REQUIREMENT
Please reproduce the entries exactly as they appear below, but not the pictures.

THE DATA
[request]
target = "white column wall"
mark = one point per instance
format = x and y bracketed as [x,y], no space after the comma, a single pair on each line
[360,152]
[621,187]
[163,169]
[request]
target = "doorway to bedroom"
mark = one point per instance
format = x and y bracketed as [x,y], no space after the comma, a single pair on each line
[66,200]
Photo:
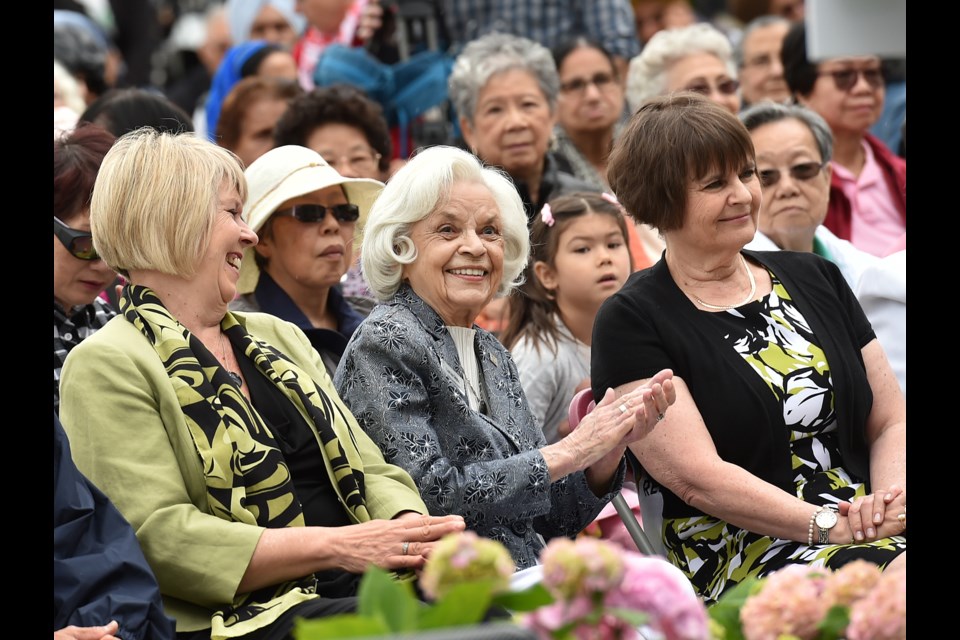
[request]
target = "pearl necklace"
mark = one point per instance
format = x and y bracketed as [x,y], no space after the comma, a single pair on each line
[726,307]
[234,376]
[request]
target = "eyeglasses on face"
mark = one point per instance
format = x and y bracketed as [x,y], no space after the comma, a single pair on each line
[579,86]
[726,87]
[803,171]
[78,243]
[359,161]
[317,212]
[846,79]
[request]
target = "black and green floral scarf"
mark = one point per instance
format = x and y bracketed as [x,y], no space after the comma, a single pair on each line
[246,477]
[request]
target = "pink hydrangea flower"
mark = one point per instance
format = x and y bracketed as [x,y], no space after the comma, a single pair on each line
[790,603]
[462,557]
[851,582]
[882,613]
[660,590]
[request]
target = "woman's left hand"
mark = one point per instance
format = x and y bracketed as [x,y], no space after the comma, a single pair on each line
[866,513]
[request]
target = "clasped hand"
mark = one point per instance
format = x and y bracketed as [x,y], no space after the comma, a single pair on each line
[876,515]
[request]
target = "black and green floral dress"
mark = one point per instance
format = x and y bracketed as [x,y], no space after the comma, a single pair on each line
[773,337]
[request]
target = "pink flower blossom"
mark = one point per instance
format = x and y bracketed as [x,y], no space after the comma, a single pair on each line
[660,590]
[882,613]
[462,557]
[790,603]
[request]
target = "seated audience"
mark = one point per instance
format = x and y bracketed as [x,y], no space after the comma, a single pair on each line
[256,497]
[305,214]
[79,275]
[442,397]
[787,443]
[868,185]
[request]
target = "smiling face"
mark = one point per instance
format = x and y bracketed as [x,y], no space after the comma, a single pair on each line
[721,212]
[75,281]
[512,124]
[705,70]
[591,263]
[599,104]
[306,256]
[459,261]
[852,111]
[220,263]
[792,208]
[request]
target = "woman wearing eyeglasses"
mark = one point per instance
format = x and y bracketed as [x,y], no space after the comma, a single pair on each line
[794,146]
[696,58]
[348,129]
[787,442]
[79,275]
[305,214]
[255,495]
[868,184]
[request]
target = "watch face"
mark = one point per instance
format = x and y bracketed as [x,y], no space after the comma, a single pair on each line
[826,519]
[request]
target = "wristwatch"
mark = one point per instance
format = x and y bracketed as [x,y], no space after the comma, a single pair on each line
[825,520]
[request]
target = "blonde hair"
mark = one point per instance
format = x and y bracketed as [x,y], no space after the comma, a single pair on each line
[155,200]
[413,193]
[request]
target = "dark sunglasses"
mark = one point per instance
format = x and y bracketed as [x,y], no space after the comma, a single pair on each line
[579,85]
[317,212]
[803,171]
[846,79]
[727,87]
[78,243]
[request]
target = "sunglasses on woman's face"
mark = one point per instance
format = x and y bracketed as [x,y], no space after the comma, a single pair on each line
[317,212]
[78,243]
[803,171]
[846,79]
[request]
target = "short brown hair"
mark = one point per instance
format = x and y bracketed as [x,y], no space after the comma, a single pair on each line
[668,142]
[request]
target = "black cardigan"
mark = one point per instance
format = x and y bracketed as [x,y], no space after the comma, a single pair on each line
[651,325]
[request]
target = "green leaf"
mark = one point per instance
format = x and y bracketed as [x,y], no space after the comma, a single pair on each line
[464,604]
[834,624]
[726,611]
[527,600]
[348,625]
[382,597]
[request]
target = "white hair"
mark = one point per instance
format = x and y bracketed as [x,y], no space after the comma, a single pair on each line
[413,193]
[647,76]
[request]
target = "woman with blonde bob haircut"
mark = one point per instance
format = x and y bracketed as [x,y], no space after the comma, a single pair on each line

OUTPUT OF THE TASK
[request]
target = "white column wall"
mark = one point per instance
format = x and y bracketed as [x,y], no space after the comma, a single pair on each line
[360,152]
[621,187]
[163,169]
[request]
target = "doorway to bedroom"
mark = one point per instance
format = x and y bracketed as [x,y], no space after the comma, a single pair on each line
[66,200]
Photo:
[request]
target = "pearl necklace"
mark = one point per instance
format = x and y bracketed as [x,y], no space after the comma, a single pair on each line
[726,307]
[234,376]
[request]
target = "eyeglasses on face"
mark = one point per instance
format = x and y bracketed as [x,y], no space after the comma, a single pair on each line
[579,86]
[726,87]
[803,171]
[78,243]
[359,161]
[317,212]
[846,79]
[request]
target = "black and green floral scarf"
mark = one point per instance
format = x and y bracketed as [x,y], no space after the comma, a single pair on each line
[246,477]
[request]
target = "pink hydrangea flower"
mark = one point per instance
format = x and y bracketed as [x,y], no space after the comma, a single pair on each line
[790,603]
[462,557]
[851,582]
[882,613]
[660,590]
[request]
target = "woman's left hand"
mark = one point per instance
format = x and y bracketed as [x,y], no space after the comma, a single pair on each line
[866,513]
[request]
target = "clasped hand"
mark = one point per instance
format = x and y bracketed as [x,y], no space after the comma, a single pair on each line
[876,515]
[request]
target = "black and green floral dress"
mark = one point per instance
format = x and y bracketed as [x,y], no space after the comma, a single pair on each line
[773,337]
[request]
target = "pink flower blossom"
mark = one point per instance
format = x and y bracketed as [x,y], no space after the comma, a single pair on each line
[660,590]
[882,613]
[462,557]
[790,603]
[request]
target = "seated audience"
mark = one point per instance
format = x and y bracketed as [x,y], no space after the comma, a single pair on each line
[256,497]
[305,214]
[79,275]
[442,397]
[787,443]
[868,185]
[request]
target = "smiling face"
mark = one point per instance
format = x and y bracketed as [x,y], no space after the comma, a single pair on each line
[721,212]
[75,281]
[512,124]
[705,70]
[591,263]
[599,104]
[306,256]
[459,261]
[852,111]
[220,263]
[792,208]
[request]
target = "woman wearing eyeglasses"
mark = one point per instance
format = x and y bracketed as [x,y], no space after the comma, a single pair on each line
[794,146]
[696,58]
[348,129]
[787,442]
[79,275]
[305,214]
[255,495]
[868,184]
[request]
target = "watch face"
mark = one point per instance
format = x and y bracketed as [x,y], no space after the comma, a single pair on each line
[826,519]
[request]
target = "wristwatch"
mark = one point per instance
format = x and y bracketed as [x,y], no space after the comma, a single pair on each line
[825,520]
[request]
target = "blonde hair"
mark = one point per instance
format = x and y bracketed as [x,y], no space after the comma, a single pair on each line
[155,200]
[413,193]
[request]
target = "dark sunglasses"
mark = one point per instance
format = x and y bracketed as [x,y], no space after the comma, a single pair on each line
[579,85]
[317,212]
[803,171]
[846,79]
[727,87]
[78,243]
[request]
target = "sunglasses on woman's face"
mark = one point per instance
format = x and y bracketed as [x,y], no space after the comma, a single pair on each line
[317,212]
[78,243]
[803,171]
[846,79]
[request]
target = "short brown hair"
mark = one point per instance
format = x and y bracketed as [x,y], no space after the comma, a single pair on each line
[668,142]
[request]
target = "black cardigan"
mark = one point per instance
format = x and y bracketed as [x,y], no space after the comma, a single pair on each line
[651,325]
[request]
target = "green leaf"
mark = one point per instance
format = x and y bracketed as [x,y], no space after the comma, a single pair on each line
[464,604]
[834,624]
[726,611]
[527,600]
[348,625]
[382,597]
[request]
target = "white hair"
mark = one point per instance
format = x and y bracketed as [x,y], no space after the comma, a single pair on each line
[413,193]
[647,76]
[request]
target = "woman with blonde bob haircut"
mark = one point per instance
format = x and y bracketed as [x,y], no space after the comma, a single pair on each line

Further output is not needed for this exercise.